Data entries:
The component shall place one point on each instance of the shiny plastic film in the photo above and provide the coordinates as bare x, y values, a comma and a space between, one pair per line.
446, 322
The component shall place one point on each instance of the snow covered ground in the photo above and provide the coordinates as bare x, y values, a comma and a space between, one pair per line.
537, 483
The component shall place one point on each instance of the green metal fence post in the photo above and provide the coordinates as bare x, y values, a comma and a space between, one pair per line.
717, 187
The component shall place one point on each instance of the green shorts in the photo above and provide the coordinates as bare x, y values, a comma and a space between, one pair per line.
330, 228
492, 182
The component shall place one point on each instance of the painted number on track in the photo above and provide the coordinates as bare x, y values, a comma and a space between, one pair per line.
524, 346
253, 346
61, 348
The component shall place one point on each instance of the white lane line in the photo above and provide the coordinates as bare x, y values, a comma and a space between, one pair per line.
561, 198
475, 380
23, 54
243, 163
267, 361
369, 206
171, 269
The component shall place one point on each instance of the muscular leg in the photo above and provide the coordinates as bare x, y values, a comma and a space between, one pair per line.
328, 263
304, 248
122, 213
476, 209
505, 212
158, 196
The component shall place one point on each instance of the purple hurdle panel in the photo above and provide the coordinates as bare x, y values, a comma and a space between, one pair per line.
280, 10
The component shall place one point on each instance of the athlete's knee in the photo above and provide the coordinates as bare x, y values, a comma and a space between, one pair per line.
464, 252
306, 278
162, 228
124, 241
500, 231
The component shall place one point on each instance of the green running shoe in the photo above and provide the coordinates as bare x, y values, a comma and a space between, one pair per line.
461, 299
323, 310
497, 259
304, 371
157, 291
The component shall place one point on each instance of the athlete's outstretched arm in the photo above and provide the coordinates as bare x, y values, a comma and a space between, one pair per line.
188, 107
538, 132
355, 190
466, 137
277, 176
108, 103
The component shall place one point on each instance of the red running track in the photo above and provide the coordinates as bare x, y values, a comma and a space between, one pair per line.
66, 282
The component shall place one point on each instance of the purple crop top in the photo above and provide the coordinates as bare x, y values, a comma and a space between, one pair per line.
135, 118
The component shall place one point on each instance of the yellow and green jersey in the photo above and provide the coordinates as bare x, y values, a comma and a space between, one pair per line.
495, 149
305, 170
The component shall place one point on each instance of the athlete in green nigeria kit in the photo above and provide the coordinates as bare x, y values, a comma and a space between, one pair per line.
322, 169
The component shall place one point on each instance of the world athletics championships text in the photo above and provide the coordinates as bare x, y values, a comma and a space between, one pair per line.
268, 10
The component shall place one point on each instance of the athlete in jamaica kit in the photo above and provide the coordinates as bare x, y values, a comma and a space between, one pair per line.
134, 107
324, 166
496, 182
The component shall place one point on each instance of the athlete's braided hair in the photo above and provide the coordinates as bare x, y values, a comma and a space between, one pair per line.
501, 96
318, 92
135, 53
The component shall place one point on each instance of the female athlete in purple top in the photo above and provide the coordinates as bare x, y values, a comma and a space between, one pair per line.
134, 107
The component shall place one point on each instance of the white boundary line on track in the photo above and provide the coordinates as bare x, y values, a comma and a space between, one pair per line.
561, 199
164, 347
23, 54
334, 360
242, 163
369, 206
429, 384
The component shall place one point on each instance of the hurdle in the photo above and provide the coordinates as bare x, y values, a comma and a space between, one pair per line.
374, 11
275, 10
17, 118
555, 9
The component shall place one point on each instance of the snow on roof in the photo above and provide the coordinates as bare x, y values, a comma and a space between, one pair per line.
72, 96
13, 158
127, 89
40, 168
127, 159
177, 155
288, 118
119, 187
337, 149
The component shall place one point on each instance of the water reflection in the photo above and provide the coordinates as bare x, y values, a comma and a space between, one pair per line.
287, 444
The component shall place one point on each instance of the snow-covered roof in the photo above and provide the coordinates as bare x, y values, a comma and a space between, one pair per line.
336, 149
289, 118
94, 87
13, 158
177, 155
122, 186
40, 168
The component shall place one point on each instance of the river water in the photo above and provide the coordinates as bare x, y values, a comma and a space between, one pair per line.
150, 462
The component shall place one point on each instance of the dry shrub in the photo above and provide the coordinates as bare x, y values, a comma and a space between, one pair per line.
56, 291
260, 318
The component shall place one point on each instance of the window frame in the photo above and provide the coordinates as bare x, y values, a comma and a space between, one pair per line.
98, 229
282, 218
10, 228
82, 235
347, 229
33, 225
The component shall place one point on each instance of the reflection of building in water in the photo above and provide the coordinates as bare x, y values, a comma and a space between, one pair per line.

TASK DESCRIPTION
Transcribe all of the entries without altering anything.

WRITTEN ANSWER
The component shall place one point on each instance of the shiny plastic film in the photo above and provide the coordinates as bare x, y values, a comma and a space between, one pair per line.
446, 322
The component shall place one point on each instance of the snow covered ground in the photo above and provide the coordinates as bare x, y values, a comma and a space between, one pair per line.
537, 483
The component shall place one point on each instance of the green metal fence post in the photo above and provide the coordinates as bare x, y values, a comma and a space between, one pair per line.
717, 187
The component shall place one point on each instance of the green shorts in the photo above and provide the coordinates as bare x, y values, a comma and a space between, one pair per line.
330, 228
492, 182
The component shall place one point on each instance of the painted number on track in the photo above and provide the coordinates as bare x, y values, a comma and a space between, one pair per line.
524, 346
253, 346
61, 348
The component shall place one point on each instance of the white lane line in the photo above and provide the coordinates as bare x, y values, a comma and a space between, one pair per line.
561, 198
475, 380
23, 54
243, 163
267, 361
369, 206
171, 269
The component shall place one point on each instance of the muscular leg in the photo above and provide the coordinates as bare x, y values, a comma and a space between, one pair per line.
328, 263
304, 248
122, 213
476, 209
505, 212
158, 196
The component shall place one point on each instance of the purple hurdle panel in the photo above and provide the coordinates as bare x, y values, a comma and a space between, one pair per line.
280, 10
The component shall place one point on each instance of the athlete's knee in the photo above and provide the coordinates as bare x, y values, a comma and a space between, one pair per line.
464, 252
306, 278
162, 228
124, 241
500, 231
The component shall place one point on each instance of the green running shoe in the photo above and provide the coordinates as bare x, y values, a comma and a space between, one pair per line.
461, 299
323, 310
497, 259
304, 371
157, 291
The component shall place one point on each instance of the athlete's outstretched arm in the photo above and provide the coordinates as bare x, y values, a comma and a space between, one pair per line.
188, 107
538, 132
355, 190
466, 137
277, 176
108, 103
The component shall place one point on each instance of the red running track in the photo above and provide the coordinates as bare x, y values, a comma and a space between, one pair per line.
66, 282
The component shall place one point on each instance of the purple crop top in the photo above and provide the coordinates as bare x, y values, a comma and a space between, one pair per line.
135, 118
The component shall place one point on each instance of the yellow and green jersey in the photo above and provide the coordinates as bare x, y values, a comma and a space between, one pair per line.
495, 149
305, 170
The component shall place one point on each instance of the athlete in green nigeria kit in the photo above and provide the coordinates as bare x, y values, a comma and a space between, one pair per line.
322, 169
The component shall place one point on each instance of the world athletics championships text in the photo above and provide the coordinates as bare x, y values, a comma and a space between, one pair per line.
268, 10
The component shall place one point on each instance of the athlete in jamaica kit in the photo above and provide the coordinates as bare x, y values, a comma and a space between, one pair per line.
134, 107
324, 166
496, 182
The component shall place one point on each instance of the athlete's braided hair in the photo above and provide the coordinates as bare x, y values, a comma and a space between, one pair per line.
501, 96
318, 92
135, 53
The component shall place one point on each instance of the female athlete in purple top in the photo above and provide the coordinates as bare x, y values, a comma and a space between, one pair per line.
134, 107
The component shall place one point on each instance of the white boundary line on track in the photo above and provide the coordinates as bare x, y values, a comma and a space between, one pair per line.
561, 199
164, 347
23, 54
334, 360
242, 163
369, 206
429, 384
The component shall place one point on each instance of the hurdle in the photo above and provide the coordinates as bare x, y values, a comma and a space between, one pair per line.
374, 11
275, 10
17, 118
555, 9
The component shall place one point on each instance of the snow on roof in the photo above and provide the coordinates as bare x, y values, a comma and a space between, one pair per line.
72, 96
13, 158
127, 89
40, 168
127, 159
177, 155
288, 118
119, 187
337, 149
The component shall place one point on each instance of the water reflection in the photo above and provide the coordinates as bare x, y values, a comma and a space between, one pair per line.
287, 444
The component shall place one point on each instance of the snow-covered roof in the photo above and provide the coordinates as bare x, y values, a comma and a space between, one pair per line.
336, 149
289, 118
94, 87
13, 158
177, 155
122, 186
40, 168
The component shall place one point on each instance of the river water in the photo above and provide the coordinates as bare x, y values, a comma and a space between, one pair per line.
150, 462
The component shall place one point on each instance of the dry shrub in the photo above and provide the coordinates as bare x, y values, a comma and a space between, one pair per line.
56, 291
260, 318
The component shall place one point on each instance of the window frame in the photo above and provide the coordinates as bare x, y values, a comma and a space between, one pair per line.
98, 229
282, 218
10, 228
82, 235
347, 229
33, 225
The component shall place one point on each instance of the reflection of building in water in the photo above and provide the coordinates as bare x, y values, a comma and a space between, one pair per line.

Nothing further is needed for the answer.